» SOURCE EXTRACT:

※

What’s next for the LICH site?
INTRODUCTION l HOW WE GOT HERE
Together with so many of you, I fought hard against the closure and sell-off of Long Island College Hospital. We protested together in snow, heat, and rain, took over SUNY board meetings, engaged in civil disobedience, went to court to block a process that was rife with flaws and appeared rigged, and appealed over-and-over to Governor Cuomo.
Unfortunately, we were not able to block the sale. Governor Cuomo, the NYS Department of Health, and SUNY turned their backs on our neighborhood. They closed the hospital, and sold the site for the most money they could, without regard for our neighborhood’s needs.
But Cobble Hill did come together as a united community – and we are going to need that unity even more in the days ahead.
As you have no-doubt heard, the Fortis Development Group has begun discussions with Cobble Hill residents about their plans for residential development on the LICH site.
The proposals are deeply disturbing to most neighbors, and for good reason: they are dramatically out-of-scale with the Cobble Hill community. In a historic, brownstone neighborhood with a 50-foot height limit, Fortis is proposing to build new high-rises, including a 40+ story tower.
This is going to be a tough fight. Because of the way SUNY sold the site to Fortis, many of the rules of good community planning don’t apply. SUNY could, at least, have taken our community’s needs into account – by setting a reasonable height limit, requiring thoughtful urban design, and mandating inclusion of affordable housing and a new school. But because they did not, we may be facing a “lesser of evils” situation, where there is not a great option.
Still, I believe that if the Cobble Hill community looks at the situation squarely, evaluates all the options, and sticks together, we can make it better. You can count on me to continue to continue to stand with the community.
Because of the site’s pre-existing zoning, Fortis can build “as-of-right,” without any discretionary public approvals. At the Cobble Hill Association’s Spring Meeting on May 18, Fortis presented an “as-of-right” option that would include about 400 market-rate units – beginning with a 44-story tower on Pacific Street (between Henry & Hicks), with additional 10 to 20-story buildings proposed for the site of the parking garage, the current ER, and around the LICH park on the east side of Henry Street (between Pacific and Amity).
Fortis also expressed interest in proposing a rezoning (sometimes called the “ULURP” option) that would double the number of residential units, and include affordable housing units and space for a public school. This option involves taller towers of 20, 30 and 40 stories nearer to the BQE, and lower-rise buildings along the edge of the Cobble Hill Historic District.

※

» EXERCISE INSTRUCTIONS:
Could you resume the LICH site piece above, starting right after its final sentence about the rezoning option, and carry it forward in the same voice?

※

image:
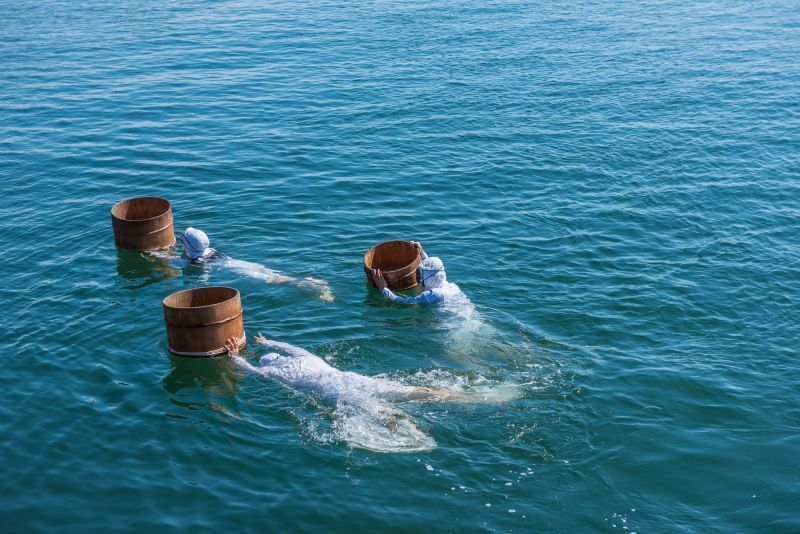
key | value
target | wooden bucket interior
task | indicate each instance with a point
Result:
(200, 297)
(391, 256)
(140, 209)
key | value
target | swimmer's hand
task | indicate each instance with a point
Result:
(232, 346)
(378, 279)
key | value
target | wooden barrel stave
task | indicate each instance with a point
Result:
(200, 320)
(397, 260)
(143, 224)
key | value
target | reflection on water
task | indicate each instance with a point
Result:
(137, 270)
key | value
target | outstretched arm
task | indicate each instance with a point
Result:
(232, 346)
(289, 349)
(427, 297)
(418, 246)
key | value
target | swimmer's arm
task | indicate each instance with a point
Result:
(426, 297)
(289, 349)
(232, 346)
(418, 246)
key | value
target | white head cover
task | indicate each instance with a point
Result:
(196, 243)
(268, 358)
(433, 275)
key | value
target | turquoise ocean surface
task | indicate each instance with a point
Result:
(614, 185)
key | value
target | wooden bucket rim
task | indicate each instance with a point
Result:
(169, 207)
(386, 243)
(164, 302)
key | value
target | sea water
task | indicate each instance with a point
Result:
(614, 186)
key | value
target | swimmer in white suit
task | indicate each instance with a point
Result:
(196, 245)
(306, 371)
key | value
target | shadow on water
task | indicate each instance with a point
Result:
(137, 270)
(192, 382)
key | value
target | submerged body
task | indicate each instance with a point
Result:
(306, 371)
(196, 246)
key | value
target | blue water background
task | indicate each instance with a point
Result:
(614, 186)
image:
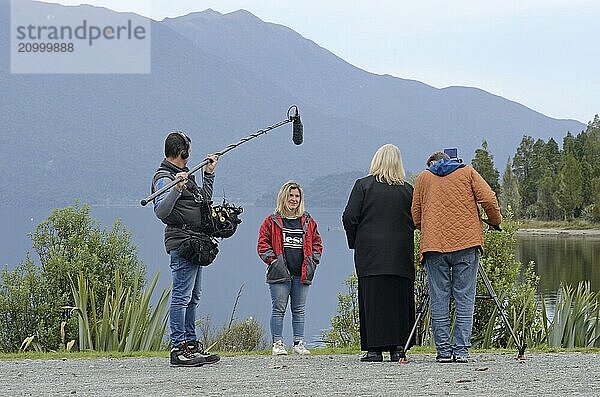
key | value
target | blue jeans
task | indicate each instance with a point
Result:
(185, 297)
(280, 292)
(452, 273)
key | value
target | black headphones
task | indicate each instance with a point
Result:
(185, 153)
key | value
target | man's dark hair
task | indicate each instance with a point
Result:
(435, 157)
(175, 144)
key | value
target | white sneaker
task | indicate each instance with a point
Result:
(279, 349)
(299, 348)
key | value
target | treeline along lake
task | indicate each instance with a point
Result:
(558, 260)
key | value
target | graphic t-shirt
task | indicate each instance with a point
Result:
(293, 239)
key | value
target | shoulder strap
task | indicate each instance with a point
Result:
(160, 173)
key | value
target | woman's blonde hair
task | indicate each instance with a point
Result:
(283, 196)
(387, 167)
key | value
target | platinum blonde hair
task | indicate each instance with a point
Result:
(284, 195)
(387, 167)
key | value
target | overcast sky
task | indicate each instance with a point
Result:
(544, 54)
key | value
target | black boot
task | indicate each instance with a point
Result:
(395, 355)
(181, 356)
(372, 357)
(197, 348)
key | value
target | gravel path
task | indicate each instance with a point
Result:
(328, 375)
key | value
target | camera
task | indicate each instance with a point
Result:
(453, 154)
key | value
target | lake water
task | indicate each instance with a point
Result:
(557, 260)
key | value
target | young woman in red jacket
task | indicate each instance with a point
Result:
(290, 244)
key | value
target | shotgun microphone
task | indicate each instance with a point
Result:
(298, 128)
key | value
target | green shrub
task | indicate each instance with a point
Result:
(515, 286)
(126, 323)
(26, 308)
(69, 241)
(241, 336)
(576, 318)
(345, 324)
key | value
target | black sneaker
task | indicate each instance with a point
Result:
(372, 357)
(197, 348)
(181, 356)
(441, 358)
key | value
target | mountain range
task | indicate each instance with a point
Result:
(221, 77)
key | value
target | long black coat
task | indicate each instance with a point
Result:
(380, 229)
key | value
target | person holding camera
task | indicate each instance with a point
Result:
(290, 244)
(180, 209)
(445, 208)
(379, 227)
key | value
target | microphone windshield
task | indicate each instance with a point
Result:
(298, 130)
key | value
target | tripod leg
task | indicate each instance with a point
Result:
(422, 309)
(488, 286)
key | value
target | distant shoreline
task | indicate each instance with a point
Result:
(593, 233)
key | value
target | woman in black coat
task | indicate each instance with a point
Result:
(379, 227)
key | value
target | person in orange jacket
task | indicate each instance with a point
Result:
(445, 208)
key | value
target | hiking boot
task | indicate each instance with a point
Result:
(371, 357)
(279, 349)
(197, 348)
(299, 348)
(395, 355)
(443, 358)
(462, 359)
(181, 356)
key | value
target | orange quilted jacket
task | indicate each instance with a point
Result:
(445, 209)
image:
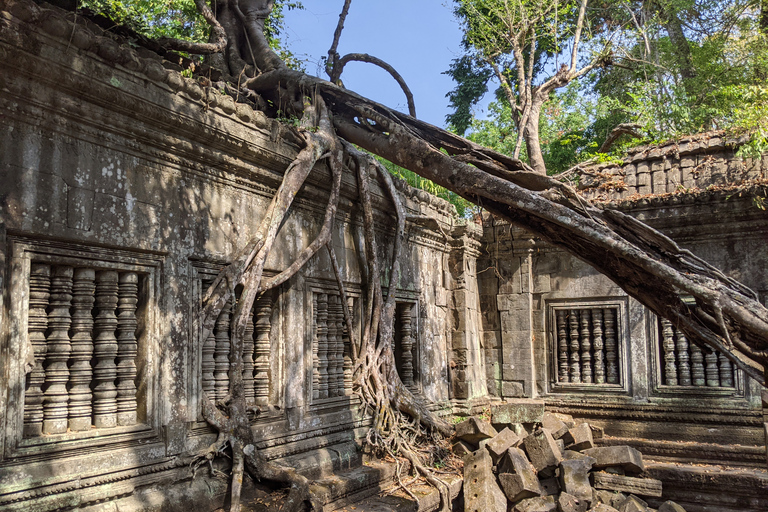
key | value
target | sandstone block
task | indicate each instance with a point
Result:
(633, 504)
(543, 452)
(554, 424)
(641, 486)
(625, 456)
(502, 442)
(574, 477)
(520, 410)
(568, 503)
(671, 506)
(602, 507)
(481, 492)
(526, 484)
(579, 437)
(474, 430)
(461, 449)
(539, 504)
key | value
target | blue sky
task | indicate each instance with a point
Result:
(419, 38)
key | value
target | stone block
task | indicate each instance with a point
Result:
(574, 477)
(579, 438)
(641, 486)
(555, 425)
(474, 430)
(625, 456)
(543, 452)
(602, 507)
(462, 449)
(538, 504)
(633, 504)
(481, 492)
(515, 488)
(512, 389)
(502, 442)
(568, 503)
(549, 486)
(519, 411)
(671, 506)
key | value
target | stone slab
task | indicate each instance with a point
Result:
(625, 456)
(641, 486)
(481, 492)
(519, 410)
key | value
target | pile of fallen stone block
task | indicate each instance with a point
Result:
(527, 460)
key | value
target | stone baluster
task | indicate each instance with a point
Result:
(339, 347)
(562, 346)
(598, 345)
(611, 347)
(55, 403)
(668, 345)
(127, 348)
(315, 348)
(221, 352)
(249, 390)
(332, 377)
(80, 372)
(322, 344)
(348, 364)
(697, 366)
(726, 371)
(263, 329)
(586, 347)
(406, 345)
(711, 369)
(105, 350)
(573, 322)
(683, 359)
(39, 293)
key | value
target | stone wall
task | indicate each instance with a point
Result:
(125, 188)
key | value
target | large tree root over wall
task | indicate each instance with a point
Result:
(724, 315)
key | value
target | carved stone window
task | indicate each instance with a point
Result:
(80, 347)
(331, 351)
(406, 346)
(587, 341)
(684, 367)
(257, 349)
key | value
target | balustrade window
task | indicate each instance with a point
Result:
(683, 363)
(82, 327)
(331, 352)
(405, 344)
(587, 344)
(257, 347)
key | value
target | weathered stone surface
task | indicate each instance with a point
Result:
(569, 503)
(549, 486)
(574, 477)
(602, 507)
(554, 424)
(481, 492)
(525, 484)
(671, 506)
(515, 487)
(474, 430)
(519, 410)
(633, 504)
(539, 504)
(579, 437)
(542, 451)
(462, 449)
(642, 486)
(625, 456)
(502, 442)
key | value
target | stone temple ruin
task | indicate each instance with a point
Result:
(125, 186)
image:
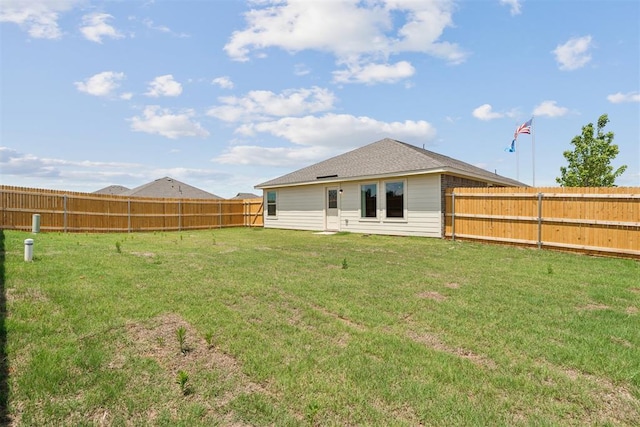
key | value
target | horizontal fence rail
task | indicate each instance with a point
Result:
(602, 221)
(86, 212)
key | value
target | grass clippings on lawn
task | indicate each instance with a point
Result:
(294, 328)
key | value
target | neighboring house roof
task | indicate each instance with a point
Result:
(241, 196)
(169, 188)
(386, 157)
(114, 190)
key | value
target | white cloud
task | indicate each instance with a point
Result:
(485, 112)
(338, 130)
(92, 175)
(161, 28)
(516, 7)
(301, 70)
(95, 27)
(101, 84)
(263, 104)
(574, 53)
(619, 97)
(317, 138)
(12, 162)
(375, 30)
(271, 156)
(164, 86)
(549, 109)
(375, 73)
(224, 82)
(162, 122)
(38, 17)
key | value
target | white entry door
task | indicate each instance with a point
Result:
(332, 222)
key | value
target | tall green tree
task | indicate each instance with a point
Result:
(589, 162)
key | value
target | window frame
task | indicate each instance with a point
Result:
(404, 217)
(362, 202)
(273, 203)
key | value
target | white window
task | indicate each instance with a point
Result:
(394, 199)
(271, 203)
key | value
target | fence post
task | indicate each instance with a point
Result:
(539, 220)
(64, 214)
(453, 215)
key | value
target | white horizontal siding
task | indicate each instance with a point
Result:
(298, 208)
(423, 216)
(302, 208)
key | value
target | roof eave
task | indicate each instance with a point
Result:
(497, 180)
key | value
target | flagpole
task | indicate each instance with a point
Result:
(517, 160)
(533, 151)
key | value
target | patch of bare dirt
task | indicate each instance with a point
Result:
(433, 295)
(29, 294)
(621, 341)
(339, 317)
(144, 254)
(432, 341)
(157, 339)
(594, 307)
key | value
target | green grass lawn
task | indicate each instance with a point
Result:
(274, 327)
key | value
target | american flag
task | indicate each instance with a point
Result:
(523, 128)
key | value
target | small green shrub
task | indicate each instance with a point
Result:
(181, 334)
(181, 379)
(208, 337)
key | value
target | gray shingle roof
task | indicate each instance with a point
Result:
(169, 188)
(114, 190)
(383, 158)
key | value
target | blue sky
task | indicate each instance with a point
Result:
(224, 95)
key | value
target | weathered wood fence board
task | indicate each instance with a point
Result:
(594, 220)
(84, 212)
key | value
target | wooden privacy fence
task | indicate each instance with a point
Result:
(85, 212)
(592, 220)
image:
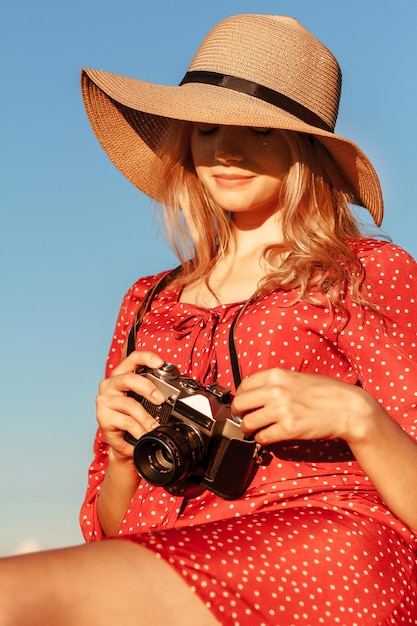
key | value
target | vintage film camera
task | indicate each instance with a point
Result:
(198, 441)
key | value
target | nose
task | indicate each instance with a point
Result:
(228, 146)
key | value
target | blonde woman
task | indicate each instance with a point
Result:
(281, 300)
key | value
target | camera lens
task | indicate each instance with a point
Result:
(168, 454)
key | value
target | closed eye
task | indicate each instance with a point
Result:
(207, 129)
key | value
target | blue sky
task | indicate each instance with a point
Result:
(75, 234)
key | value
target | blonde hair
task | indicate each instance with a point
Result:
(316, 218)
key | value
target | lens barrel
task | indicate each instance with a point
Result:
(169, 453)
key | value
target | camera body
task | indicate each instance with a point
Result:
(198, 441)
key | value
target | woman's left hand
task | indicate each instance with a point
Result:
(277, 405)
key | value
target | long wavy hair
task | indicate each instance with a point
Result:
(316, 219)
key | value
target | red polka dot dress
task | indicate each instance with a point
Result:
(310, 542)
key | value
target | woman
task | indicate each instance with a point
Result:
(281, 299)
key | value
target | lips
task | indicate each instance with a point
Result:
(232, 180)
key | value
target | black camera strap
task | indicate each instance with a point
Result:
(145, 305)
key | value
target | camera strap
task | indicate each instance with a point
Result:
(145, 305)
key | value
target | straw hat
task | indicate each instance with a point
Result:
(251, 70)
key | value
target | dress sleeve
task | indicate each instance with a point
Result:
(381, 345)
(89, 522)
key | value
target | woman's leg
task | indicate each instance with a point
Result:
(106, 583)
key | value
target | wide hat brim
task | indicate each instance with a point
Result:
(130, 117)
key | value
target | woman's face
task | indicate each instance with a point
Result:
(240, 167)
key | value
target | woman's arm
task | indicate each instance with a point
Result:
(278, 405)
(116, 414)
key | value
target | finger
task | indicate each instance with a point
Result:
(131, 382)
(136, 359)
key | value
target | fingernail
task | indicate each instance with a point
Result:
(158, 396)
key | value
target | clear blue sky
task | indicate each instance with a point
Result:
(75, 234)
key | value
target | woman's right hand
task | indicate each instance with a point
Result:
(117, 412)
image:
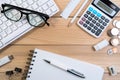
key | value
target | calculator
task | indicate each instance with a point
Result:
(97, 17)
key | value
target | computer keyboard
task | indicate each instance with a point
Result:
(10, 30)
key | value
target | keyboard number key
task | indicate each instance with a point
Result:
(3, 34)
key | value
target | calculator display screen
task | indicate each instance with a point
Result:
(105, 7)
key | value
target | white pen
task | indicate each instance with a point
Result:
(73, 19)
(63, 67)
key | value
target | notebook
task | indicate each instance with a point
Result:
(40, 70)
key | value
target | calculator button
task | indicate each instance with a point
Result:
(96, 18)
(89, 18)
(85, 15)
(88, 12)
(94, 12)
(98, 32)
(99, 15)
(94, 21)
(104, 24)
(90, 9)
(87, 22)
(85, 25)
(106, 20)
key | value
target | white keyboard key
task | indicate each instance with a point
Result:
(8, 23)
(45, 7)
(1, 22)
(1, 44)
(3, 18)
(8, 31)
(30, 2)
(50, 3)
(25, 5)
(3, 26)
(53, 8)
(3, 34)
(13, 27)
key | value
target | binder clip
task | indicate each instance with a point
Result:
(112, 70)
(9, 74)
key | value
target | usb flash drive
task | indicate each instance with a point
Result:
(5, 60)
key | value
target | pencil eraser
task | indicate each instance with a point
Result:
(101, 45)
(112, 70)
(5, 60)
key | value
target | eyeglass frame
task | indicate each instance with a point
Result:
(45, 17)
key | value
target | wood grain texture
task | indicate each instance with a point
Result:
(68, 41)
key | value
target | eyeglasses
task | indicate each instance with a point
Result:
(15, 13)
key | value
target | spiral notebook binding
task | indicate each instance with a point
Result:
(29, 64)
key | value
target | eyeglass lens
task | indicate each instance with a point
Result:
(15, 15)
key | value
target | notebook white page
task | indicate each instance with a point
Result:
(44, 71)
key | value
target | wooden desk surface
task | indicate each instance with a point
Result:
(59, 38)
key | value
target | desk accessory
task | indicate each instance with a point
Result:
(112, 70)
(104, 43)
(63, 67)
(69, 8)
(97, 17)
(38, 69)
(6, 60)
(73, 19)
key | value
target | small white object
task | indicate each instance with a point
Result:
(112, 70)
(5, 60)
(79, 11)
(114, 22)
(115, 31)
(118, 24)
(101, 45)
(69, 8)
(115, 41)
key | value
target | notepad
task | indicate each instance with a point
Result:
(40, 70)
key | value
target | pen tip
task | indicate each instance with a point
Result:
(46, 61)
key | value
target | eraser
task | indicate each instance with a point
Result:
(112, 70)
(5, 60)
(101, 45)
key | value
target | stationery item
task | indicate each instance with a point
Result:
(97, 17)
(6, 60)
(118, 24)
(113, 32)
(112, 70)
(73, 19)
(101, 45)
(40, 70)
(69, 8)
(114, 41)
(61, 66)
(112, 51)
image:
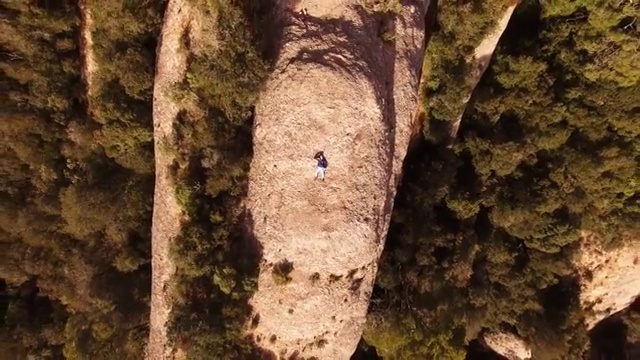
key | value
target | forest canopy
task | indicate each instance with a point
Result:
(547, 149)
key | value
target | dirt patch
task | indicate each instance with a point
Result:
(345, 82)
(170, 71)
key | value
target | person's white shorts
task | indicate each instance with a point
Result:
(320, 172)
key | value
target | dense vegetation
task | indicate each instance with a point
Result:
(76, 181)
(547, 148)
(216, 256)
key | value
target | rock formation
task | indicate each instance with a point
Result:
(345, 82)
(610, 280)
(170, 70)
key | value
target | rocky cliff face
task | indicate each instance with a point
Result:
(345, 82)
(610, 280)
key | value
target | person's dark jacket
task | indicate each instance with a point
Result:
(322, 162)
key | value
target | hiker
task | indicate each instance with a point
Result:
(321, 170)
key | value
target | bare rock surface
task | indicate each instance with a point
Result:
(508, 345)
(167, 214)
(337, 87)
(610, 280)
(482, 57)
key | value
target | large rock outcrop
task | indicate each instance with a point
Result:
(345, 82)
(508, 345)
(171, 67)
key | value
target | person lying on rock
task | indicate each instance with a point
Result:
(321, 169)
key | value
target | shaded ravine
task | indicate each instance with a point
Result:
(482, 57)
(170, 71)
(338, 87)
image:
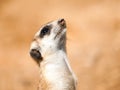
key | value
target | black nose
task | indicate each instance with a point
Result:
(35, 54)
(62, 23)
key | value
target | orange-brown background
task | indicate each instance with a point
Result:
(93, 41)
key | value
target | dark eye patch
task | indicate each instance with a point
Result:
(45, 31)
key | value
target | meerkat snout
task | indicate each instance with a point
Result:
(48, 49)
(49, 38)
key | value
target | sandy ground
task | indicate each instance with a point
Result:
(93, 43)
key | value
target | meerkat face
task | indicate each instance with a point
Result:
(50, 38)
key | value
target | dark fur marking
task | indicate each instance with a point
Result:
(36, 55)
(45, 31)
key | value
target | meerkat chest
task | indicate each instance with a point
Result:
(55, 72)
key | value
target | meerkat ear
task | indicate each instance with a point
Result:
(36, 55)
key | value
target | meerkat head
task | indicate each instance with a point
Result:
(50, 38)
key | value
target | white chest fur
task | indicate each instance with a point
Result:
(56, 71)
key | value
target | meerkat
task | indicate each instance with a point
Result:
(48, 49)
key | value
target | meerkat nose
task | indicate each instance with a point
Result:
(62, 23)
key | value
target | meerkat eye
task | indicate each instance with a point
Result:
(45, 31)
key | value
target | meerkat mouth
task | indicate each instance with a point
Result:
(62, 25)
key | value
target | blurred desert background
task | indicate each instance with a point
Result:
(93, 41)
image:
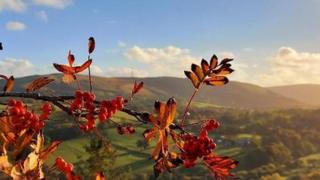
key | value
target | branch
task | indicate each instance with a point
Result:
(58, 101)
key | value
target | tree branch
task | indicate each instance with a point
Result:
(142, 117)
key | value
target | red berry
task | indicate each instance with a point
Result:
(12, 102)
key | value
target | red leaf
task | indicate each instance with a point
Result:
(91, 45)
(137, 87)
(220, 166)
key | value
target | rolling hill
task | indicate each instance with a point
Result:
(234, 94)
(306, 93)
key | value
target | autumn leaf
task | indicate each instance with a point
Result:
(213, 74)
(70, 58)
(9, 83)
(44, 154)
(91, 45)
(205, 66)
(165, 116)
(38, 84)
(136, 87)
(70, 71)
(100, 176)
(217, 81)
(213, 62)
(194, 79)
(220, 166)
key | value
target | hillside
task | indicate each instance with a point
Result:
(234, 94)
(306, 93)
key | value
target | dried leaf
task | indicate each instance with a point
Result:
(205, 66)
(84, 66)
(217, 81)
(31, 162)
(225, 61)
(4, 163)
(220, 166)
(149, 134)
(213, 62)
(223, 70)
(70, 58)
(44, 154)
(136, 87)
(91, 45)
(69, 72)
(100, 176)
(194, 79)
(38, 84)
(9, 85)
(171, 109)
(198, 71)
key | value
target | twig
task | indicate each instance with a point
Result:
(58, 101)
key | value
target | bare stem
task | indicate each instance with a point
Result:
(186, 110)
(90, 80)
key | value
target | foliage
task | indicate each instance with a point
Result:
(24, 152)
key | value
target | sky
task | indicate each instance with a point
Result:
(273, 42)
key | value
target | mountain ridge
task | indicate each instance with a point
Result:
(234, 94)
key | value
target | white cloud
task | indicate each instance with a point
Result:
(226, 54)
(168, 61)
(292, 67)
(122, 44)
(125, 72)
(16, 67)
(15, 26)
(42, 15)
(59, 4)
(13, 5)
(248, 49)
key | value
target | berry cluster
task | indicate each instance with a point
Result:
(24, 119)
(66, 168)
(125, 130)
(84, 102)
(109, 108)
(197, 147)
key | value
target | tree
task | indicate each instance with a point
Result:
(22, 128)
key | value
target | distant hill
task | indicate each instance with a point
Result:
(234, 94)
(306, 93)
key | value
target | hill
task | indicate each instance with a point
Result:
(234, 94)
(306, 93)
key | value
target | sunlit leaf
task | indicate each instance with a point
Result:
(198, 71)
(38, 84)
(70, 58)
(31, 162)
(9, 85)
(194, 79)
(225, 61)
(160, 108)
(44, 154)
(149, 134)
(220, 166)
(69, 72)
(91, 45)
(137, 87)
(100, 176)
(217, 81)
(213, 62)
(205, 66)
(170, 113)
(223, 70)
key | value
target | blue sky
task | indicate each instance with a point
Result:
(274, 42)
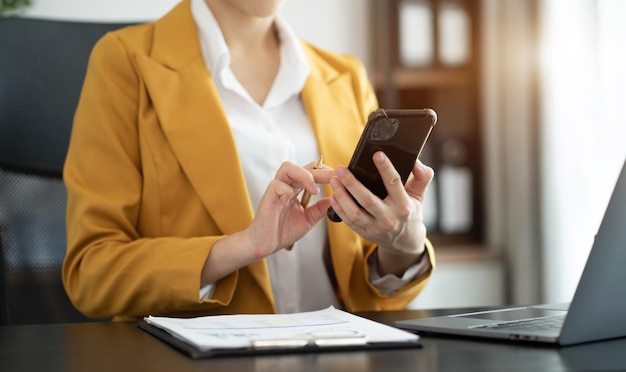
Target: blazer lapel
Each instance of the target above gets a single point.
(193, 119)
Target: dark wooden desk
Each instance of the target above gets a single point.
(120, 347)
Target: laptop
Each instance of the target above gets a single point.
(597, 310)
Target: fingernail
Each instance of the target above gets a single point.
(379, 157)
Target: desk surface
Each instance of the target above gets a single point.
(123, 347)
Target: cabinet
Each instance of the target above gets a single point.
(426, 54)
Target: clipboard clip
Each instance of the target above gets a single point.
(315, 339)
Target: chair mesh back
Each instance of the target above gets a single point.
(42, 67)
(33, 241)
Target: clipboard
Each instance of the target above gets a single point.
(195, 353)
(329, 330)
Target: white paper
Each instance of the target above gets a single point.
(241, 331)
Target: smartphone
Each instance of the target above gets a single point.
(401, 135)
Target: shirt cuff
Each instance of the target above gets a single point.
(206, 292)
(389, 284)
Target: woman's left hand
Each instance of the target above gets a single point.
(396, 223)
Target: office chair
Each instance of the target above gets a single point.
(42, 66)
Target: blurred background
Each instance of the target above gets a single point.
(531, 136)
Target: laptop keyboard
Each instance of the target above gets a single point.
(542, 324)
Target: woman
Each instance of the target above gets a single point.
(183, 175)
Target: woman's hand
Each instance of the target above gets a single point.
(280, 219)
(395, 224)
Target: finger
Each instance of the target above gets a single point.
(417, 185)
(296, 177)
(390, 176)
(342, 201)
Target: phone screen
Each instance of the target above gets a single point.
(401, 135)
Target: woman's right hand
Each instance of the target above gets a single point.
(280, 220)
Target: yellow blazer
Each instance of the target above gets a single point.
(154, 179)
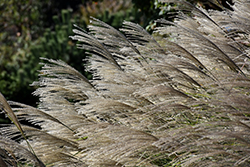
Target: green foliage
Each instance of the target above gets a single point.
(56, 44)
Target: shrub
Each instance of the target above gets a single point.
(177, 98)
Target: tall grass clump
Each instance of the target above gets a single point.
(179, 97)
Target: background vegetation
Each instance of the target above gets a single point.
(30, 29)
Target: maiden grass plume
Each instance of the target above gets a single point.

※

» REPLY TO THE EXERCISE:
Both of these options would include a new health facility, operated by NYU Langone, at the corner of Atlantic and Hicks – the one thing that was required by SUNY, as a result of our lawsuits, protests, and organizing.
Now, the community needs to decide how to respond.
Community groups can sue, seeking to block or delay the project. There are certainly good reasons for questioning the legitimacy of the process that got us here, and exploring whether there are any legal remedies. But at some point Fortis will likely be able to build a development that is dramatically out-of-scale with the surrounding area.
This does not mean, however, that Cobble Hill must accept a rezoning if it does not meet the needs of the community and gain genuine community support.
It is true, of course, that affordable housing and public schools are important for Brooklyn’s future. But, given that Cobble Hill has already been forced to accept the loss of its hospital for a dramatically out-of-scale development, and is already facing a huge increase in residential units in towers that it did not seek, I do not believe we have an obligation to support a rezoning for even more development here.
What I do believe is this: We should have a serious dialogue about the options, and work together to build consensus in the community. So in the coming weeks and months, I will work closely with Cobble Hill residents to understand the situation, explore options, and talk about what’s best – or, at least what is least bad, and how we can make it somewhat better.
In a difficult situation, I will do my very best to represent you. I do not have a position yet on what should happen here. If Cobble Hill can build a consensus for what we should do, I pledge to fight for it as effectively as I can.
I’m starting by sharing some background on my website, with more detail on how we got here, what is allowed as-of-right (with a detailed presentation prepared by the City Council’s Land Use Division), and what we know about Fortis’ proposals.
I’ve begun talking already with the Cobble Hill Association, with other elected officials (including Congresswoman Velázquez, Borough President Adams, State Senator Squadron, Assembly Member Simon, and Council Members Levin & Menchaca), with the Department of City Planning, with Community Board 6 members, with neighbors, parents, merchants, and many more.
I’m eager to go further. I will continue to be in close dialogue with the Cobble Hill Association, and other local groups. And, this summer, I’ll be holding a series of “house meetings” with community residents. If you are interested in hosting or attending one, please email lander [at] council [dot] nyc [dot] gov or call 718-499-1090.
Here’s what I know for sure: Cobble Hill is a great community because its residents have worked together over many years – to strengthen its parks, built environment, and schools, make its streets safer, and much more. While the pressures of out-of-scale real estate development are strong, I believe that the power of an organized community can be stronger still. Working together, we’ll make sure that Cobble Hill remains a great community in the years to come.